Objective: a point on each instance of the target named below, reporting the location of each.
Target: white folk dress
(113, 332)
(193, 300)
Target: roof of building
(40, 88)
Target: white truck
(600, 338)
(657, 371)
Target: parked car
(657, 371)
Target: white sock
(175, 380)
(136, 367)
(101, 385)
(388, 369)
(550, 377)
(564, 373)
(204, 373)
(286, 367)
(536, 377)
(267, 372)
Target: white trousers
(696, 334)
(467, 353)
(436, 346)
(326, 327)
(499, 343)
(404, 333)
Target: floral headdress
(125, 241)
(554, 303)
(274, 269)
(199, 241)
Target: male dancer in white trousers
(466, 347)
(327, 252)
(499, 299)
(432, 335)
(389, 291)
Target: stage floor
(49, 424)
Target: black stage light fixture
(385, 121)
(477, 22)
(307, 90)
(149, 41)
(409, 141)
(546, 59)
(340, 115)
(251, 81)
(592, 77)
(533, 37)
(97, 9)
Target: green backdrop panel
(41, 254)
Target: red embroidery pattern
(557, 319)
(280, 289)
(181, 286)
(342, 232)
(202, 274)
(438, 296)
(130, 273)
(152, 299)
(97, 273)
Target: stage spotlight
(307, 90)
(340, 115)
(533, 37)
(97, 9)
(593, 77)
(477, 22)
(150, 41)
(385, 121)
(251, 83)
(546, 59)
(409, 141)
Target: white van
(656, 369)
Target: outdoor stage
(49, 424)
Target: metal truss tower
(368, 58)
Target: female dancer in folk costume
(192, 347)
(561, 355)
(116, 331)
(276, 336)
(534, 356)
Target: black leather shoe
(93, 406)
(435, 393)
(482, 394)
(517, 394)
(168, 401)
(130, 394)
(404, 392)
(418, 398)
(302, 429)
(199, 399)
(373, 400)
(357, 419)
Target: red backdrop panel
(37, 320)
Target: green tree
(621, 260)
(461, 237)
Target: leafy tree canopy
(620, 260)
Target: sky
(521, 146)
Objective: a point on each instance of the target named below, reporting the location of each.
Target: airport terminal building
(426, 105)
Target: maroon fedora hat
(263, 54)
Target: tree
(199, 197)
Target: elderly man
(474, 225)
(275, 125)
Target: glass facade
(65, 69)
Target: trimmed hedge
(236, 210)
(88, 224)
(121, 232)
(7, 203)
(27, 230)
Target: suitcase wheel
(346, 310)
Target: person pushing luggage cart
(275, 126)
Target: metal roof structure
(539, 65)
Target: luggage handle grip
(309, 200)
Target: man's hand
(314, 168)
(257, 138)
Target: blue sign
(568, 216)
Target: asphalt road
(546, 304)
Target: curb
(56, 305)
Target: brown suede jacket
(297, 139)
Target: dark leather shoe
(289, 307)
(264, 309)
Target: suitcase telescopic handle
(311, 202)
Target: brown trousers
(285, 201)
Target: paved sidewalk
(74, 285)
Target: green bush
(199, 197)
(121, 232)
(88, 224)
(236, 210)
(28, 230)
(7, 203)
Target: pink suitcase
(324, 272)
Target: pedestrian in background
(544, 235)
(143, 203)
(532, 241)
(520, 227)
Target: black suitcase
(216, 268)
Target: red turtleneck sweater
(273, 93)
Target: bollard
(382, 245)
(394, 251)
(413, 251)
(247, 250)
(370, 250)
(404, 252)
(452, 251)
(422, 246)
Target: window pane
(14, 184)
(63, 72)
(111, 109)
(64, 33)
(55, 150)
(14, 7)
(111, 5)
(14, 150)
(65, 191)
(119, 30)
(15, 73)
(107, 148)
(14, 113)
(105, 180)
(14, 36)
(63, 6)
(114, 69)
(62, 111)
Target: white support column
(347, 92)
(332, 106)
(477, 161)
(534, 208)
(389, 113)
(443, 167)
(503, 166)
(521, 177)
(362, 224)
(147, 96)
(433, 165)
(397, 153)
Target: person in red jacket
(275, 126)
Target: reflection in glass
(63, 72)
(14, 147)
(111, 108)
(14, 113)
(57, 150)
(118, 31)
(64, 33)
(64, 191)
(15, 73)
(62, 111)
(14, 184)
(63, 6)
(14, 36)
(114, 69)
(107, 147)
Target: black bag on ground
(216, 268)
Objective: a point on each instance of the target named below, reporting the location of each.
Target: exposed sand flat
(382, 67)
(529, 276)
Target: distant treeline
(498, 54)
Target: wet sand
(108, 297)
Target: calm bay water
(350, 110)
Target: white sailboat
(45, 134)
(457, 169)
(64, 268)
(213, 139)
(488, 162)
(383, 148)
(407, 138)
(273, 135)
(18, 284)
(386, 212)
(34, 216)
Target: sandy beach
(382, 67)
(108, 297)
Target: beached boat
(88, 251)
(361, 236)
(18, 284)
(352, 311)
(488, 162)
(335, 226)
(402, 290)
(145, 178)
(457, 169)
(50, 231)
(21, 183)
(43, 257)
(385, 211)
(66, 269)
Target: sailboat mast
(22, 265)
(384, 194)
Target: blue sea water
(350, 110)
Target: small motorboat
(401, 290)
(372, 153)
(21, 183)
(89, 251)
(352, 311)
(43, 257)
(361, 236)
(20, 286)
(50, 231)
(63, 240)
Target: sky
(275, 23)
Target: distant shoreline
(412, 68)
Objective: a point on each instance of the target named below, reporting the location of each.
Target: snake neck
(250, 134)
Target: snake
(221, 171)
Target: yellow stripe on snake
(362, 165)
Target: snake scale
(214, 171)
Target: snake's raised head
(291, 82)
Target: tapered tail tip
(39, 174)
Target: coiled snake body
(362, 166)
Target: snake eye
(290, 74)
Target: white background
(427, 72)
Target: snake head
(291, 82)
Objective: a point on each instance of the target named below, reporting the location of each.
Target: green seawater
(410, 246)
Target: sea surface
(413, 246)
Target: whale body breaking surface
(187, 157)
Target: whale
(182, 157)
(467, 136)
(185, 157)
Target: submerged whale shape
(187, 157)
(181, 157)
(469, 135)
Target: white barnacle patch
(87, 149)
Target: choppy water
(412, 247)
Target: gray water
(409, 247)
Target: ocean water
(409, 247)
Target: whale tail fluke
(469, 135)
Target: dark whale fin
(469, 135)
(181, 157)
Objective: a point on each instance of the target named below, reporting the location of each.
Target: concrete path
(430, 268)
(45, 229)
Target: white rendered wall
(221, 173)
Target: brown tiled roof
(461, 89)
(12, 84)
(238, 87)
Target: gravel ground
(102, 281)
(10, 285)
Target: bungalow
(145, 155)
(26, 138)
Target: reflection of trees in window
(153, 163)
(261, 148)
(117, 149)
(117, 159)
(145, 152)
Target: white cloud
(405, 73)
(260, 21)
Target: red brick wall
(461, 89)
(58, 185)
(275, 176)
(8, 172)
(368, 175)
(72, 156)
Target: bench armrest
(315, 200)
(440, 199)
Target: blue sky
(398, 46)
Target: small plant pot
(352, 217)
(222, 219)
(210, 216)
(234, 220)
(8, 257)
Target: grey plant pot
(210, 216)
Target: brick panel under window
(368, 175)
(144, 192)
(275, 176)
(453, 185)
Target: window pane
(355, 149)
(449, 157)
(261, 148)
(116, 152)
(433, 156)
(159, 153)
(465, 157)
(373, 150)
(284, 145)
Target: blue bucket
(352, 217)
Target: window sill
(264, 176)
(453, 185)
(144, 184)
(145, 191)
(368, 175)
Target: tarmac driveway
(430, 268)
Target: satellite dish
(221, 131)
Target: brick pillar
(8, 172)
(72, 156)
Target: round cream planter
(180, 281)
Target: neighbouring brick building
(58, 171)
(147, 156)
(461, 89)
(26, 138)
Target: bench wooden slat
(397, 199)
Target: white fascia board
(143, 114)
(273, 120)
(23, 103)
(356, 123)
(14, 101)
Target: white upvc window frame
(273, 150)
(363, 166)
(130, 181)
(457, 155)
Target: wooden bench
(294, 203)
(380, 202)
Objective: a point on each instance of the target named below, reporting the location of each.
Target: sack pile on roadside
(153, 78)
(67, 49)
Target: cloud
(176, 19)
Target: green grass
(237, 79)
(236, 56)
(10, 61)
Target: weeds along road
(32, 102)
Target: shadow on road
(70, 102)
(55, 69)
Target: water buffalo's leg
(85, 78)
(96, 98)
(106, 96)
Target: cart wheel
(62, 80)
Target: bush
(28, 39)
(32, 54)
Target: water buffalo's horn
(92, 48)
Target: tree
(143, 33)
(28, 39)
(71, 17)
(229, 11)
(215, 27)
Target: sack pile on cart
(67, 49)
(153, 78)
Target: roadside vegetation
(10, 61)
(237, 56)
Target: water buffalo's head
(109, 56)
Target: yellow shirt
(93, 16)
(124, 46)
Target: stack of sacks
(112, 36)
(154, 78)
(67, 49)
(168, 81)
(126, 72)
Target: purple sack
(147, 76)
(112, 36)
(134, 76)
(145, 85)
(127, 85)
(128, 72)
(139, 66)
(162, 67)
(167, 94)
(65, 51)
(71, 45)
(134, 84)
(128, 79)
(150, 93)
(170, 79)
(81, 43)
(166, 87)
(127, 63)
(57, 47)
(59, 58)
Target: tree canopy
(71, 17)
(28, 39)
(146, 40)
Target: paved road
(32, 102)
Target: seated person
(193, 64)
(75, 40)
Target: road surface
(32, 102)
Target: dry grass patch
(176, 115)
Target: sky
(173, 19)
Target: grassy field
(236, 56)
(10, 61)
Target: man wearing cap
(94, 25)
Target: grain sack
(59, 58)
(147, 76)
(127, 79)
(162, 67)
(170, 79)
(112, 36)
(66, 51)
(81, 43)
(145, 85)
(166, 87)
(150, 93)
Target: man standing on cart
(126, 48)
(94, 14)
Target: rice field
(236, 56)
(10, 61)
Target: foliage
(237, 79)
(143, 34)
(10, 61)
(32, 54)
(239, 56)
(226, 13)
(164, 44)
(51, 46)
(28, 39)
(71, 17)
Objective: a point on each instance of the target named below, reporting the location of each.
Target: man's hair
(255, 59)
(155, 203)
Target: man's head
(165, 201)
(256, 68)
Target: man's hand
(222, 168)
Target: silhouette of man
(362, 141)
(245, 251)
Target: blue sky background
----------------------------------------
### Given request
Repeat exactly, and only, the lines from the line containing "Target: tarmac driveway" through the last line of the records above, both included.

### The solution
Target: tarmac driveway
(430, 268)
Target: satellite dish
(221, 131)
Target: brick pillar
(8, 172)
(72, 156)
Target: round cream planter
(180, 281)
Target: neighbouring brick building
(58, 171)
(147, 156)
(461, 89)
(26, 138)
Target: bench wooden slat
(397, 199)
Target: white fascia board
(143, 114)
(273, 120)
(23, 103)
(356, 123)
(14, 101)
Target: white upvc window frame
(273, 150)
(363, 166)
(130, 181)
(457, 155)
Target: wooden bench
(294, 203)
(380, 202)
Objective: a point on each instance of the target named below, reporting the location of each.
Target: sack pile on roadside
(153, 78)
(67, 49)
Target: cloud
(176, 19)
Target: green grass
(237, 79)
(236, 56)
(10, 61)
Target: weeds along road
(32, 102)
Target: shadow on road
(70, 102)
(55, 69)
Target: water buffalo's leg
(85, 78)
(96, 98)
(106, 96)
Target: cart wheel
(62, 80)
Target: bush
(28, 39)
(32, 54)
Target: water buffalo's horn
(92, 48)
Target: tree
(143, 33)
(28, 39)
(71, 17)
(229, 11)
(215, 27)
Target: sack pile on cart
(67, 49)
(153, 78)
Target: roadside vegetation
(10, 61)
(237, 56)
Target: water buffalo's head
(109, 56)
Target: yellow shirt
(93, 16)
(124, 46)
Target: stack of sacks
(112, 36)
(154, 78)
(67, 49)
(168, 81)
(126, 72)
Target: purple sack
(147, 76)
(112, 36)
(134, 76)
(145, 85)
(127, 85)
(128, 72)
(139, 66)
(162, 67)
(167, 94)
(65, 51)
(71, 45)
(134, 84)
(128, 79)
(150, 93)
(170, 79)
(81, 43)
(166, 87)
(127, 63)
(57, 47)
(59, 58)
Target: tree canopy
(71, 17)
(28, 39)
(146, 40)
Target: paved road
(32, 102)
Target: seated person
(193, 64)
(75, 40)
Target: road surface
(32, 102)
Target: dry grass patch
(176, 115)
Target: sky
(173, 19)
Target: grassy field
(236, 56)
(10, 61)
Target: man wearing cap
(94, 25)
Target: grain sack
(59, 58)
(147, 76)
(127, 79)
(162, 67)
(170, 79)
(112, 36)
(66, 51)
(81, 43)
(145, 85)
(166, 87)
(150, 93)
Target: man standing on cart
(126, 48)
(94, 14)
Target: rice field
(236, 56)
(10, 61)
Target: foliage
(237, 79)
(143, 34)
(10, 61)
(32, 54)
(239, 56)
(226, 13)
(164, 44)
(51, 46)
(28, 39)
(71, 17)
Objective: a point on each instance of the target named below, reporting the location of each.
Target: man's hair
(255, 59)
(155, 203)
Target: man's head
(165, 201)
(256, 68)
Target: man's hand
(222, 168)
Target: silhouette of man
(362, 141)
(245, 251)
Target: blue sky background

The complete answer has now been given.